Problem statement: Copy the passage of the bootstrapping discussion from "I'm a statistically" up to and including "advice much appreciated!".

Selected extract:
= = =

I'm a statistically incompetent social scientist who is very much out of my depth...

I'm using R to analyse a data set, which is a 1% sample of a population showing cancer rates across 20 regions. There are parameters for male and female rates.

If I have to calculate 95% credible intervals for the mean based on the two sexes, am I better off using an arithmetic calculation or bootstrapping? I've searched high and low for something comprehensible but I'm struggling. I think I'm right in saying that bootstrapping is better when the data isn't normally distributed (this, however, very much is) and sample size is small (which this is).

On the basis of the sample size, am I justified in going down the bootstrapping route?

Any advice much appreciated!

  • 1
    $\begingroup$ How "small" is your dataset? 1% of a population of say 100,000 is actually quite large and inference on a mean can often be done arithmetically. $\endgroup$ – P Schnell Mar 9 '14 at 17:52
  • $\begingroup$ Oh right, shows how little I know then! Population is 81 million. Makes sense when I think about it... $\endgroup$ – blobcow Mar 9 '14 at 19:08

Bootstrapping is not so great when a sample size is actually small (less than 50 say, though it depends somewhat on exactly what you're doing); it works fine in large samples.

Bootstrapping works fine on normal data. You seem to be asserting that your data is normal -- on what basis do you say that?

= = =

(Stored data)
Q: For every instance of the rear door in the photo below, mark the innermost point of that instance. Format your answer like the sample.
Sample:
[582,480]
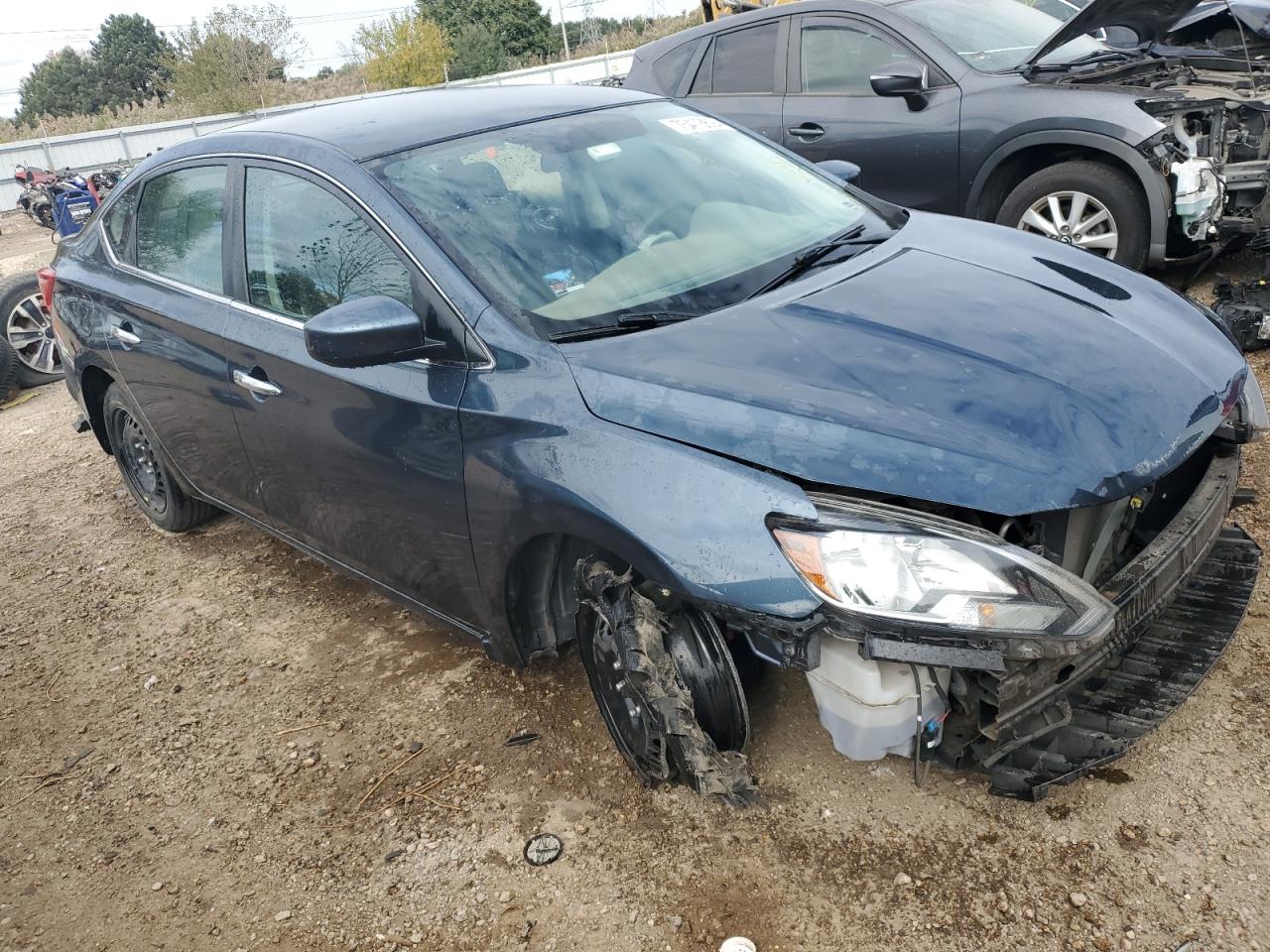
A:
[906,155]
[742,76]
[361,465]
[164,311]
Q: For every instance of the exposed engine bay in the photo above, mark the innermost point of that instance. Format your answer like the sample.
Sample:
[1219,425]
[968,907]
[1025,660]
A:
[1214,149]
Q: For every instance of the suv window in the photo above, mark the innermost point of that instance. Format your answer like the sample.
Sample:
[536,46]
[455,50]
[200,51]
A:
[742,61]
[180,226]
[668,68]
[117,220]
[841,59]
[307,250]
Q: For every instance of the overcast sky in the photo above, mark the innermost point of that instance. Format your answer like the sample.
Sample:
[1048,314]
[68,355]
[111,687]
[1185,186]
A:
[326,27]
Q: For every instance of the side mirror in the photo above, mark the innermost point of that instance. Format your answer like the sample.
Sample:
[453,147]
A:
[903,80]
[366,331]
[844,172]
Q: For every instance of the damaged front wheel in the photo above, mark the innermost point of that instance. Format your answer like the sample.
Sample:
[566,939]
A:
[666,685]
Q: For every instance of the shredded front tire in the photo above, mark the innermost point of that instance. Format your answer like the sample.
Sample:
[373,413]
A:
[643,697]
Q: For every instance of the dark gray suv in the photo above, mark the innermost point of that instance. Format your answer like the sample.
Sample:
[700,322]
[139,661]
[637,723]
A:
[994,109]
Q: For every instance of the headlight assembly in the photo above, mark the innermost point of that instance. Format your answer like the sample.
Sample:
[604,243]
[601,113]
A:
[897,567]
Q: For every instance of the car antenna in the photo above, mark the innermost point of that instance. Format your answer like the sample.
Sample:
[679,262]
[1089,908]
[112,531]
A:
[1243,40]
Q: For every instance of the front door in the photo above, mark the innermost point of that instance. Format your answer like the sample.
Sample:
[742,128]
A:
[907,155]
[362,465]
[164,311]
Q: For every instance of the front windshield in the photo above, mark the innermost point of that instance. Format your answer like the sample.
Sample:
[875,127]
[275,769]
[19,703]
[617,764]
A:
[575,221]
[994,36]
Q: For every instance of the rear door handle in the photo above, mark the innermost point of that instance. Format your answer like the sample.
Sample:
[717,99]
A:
[125,336]
[808,131]
[261,388]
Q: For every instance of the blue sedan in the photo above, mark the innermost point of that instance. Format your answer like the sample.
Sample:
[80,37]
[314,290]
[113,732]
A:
[580,366]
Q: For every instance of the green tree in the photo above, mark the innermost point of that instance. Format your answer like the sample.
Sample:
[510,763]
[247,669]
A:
[520,26]
[63,84]
[477,53]
[403,51]
[227,59]
[131,61]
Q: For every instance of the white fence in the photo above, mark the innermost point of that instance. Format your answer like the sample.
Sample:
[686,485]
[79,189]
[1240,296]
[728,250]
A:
[87,151]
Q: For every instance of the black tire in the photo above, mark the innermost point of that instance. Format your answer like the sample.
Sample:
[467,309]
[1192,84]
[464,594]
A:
[145,472]
[26,325]
[666,687]
[8,372]
[1114,189]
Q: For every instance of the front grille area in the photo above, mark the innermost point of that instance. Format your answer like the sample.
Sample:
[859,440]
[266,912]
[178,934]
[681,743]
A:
[1179,603]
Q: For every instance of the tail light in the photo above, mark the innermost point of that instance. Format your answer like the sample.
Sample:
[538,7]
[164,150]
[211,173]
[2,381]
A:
[48,277]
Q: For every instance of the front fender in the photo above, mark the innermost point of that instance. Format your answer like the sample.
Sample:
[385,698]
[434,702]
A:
[1155,185]
[538,462]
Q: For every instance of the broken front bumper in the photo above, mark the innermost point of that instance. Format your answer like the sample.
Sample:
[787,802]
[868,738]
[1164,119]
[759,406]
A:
[1178,606]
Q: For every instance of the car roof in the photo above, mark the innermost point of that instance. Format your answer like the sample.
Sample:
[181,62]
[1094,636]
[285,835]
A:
[375,126]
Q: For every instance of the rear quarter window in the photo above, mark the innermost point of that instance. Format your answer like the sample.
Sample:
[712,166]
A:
[117,222]
[180,226]
[670,67]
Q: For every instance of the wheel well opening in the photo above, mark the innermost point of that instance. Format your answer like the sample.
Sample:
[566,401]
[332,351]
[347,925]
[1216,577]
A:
[1028,162]
[93,385]
[541,601]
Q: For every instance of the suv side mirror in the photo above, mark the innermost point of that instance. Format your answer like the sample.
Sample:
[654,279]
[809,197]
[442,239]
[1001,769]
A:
[903,80]
[366,331]
[844,172]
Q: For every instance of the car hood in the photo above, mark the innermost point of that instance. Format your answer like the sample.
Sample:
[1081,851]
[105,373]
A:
[960,363]
[1150,19]
[1255,14]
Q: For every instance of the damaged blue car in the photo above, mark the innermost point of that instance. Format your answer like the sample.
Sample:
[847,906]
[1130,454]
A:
[570,366]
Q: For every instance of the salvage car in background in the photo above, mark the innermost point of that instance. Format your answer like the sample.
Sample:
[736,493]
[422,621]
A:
[578,365]
[996,111]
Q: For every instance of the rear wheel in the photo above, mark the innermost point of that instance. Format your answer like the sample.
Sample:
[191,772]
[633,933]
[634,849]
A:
[148,477]
[1086,204]
[30,330]
[8,372]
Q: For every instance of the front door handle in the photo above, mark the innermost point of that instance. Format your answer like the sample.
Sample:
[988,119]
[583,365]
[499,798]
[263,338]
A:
[125,336]
[259,388]
[808,131]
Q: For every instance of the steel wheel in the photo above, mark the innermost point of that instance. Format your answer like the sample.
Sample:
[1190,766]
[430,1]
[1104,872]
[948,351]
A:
[30,331]
[633,725]
[1075,218]
[140,465]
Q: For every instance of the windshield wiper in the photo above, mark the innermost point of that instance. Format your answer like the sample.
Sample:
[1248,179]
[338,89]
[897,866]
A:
[1095,58]
[815,255]
[624,324]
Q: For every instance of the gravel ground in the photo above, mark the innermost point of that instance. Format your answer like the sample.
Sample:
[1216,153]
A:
[212,715]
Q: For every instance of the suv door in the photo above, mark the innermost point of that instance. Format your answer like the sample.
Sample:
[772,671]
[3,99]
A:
[363,466]
[164,311]
[742,76]
[906,155]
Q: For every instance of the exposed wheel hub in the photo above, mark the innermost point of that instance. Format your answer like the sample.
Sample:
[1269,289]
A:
[140,463]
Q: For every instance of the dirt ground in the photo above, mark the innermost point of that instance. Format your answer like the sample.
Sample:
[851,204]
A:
[227,706]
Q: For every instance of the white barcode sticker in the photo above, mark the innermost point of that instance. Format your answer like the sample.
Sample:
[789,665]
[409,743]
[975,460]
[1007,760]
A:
[694,125]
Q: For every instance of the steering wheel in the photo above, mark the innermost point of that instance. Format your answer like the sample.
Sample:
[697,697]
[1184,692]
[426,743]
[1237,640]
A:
[659,229]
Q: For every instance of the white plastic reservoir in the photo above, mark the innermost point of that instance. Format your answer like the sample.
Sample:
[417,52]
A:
[870,707]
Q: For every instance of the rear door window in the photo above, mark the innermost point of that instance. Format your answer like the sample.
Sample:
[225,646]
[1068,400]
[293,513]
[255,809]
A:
[740,61]
[180,223]
[307,250]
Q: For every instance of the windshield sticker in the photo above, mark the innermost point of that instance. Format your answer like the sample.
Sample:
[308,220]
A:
[563,282]
[693,125]
[603,151]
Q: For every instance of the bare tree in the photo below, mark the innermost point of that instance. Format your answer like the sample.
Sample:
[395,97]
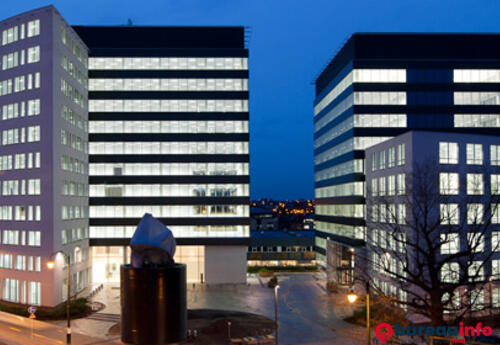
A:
[434,250]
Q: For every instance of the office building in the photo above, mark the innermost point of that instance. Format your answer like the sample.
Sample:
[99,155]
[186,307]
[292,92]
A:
[458,208]
[168,135]
[379,86]
[43,158]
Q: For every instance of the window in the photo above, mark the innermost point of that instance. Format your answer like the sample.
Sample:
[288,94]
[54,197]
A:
[34,54]
[382,160]
[475,214]
[475,241]
[374,161]
[382,186]
[448,183]
[450,272]
[450,243]
[401,154]
[35,293]
[33,28]
[475,184]
[374,187]
[495,154]
[495,184]
[392,157]
[474,154]
[34,238]
[448,153]
[495,241]
[401,184]
[391,188]
[477,299]
[495,269]
[402,214]
[476,271]
[449,214]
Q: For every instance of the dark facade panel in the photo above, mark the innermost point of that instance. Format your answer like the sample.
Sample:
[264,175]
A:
[149,37]
[184,200]
[168,94]
[173,221]
[167,116]
[181,241]
[169,158]
[114,137]
[194,74]
[169,179]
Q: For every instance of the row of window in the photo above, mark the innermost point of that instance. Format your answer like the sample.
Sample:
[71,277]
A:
[79,52]
[164,190]
[168,105]
[73,141]
[70,188]
[21,212]
[74,234]
[361,120]
[14,110]
[18,187]
[280,249]
[11,292]
[72,93]
[168,211]
[28,160]
[177,230]
[176,63]
[137,147]
[391,213]
[345,189]
[168,127]
[74,212]
[450,242]
[356,143]
[450,214]
[76,120]
[388,186]
[379,158]
[17,237]
[17,58]
[350,167]
[73,71]
[18,135]
[449,184]
[449,153]
[19,32]
[144,169]
[73,165]
[170,84]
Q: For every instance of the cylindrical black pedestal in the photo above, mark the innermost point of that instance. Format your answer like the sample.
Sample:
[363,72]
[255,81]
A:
[154,304]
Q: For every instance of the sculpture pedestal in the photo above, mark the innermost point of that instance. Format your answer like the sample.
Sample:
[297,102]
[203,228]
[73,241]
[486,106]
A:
[153,304]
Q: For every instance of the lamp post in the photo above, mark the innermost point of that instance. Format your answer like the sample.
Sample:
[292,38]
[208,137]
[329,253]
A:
[276,312]
[51,265]
[352,297]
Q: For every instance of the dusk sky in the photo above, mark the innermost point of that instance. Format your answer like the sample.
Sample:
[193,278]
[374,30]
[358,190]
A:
[291,41]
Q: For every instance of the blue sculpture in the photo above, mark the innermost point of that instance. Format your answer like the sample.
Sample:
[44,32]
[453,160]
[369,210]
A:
[153,244]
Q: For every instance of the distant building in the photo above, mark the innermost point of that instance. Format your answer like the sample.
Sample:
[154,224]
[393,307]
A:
[379,86]
[281,248]
[468,169]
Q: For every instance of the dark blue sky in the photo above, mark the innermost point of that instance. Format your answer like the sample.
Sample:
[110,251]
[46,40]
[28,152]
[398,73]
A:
[291,42]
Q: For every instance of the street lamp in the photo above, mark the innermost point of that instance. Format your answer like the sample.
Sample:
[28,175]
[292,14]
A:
[352,297]
[276,312]
[50,266]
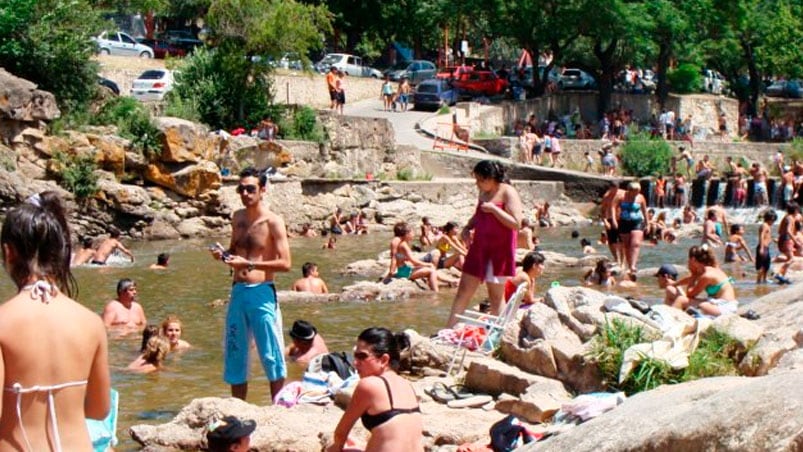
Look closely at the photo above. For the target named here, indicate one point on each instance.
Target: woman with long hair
(491, 254)
(385, 402)
(54, 352)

= = =

Answer to this problem:
I'm a statistically incompetent social scientist who is very much out of my depth...

I'm using R to analyse a data set, which is a 1% sample of a population showing cancer rates across 20 regions. There are parameters for male and female rates.

If I have to calculate 95% credible intervals for the mean based on the two sexes, am I better off using an arithmetic calculation or bootstrapping? I've searched high and low for something comprehensible but I'm struggling. I think I'm right in saying that bootstrapping is better when the data isn't normally distributed (this, however, very much is) and sample size is small (which this is).

On the basis of the sample size, am I justified in going down the bootstrapping route?

Any advice much appreciated!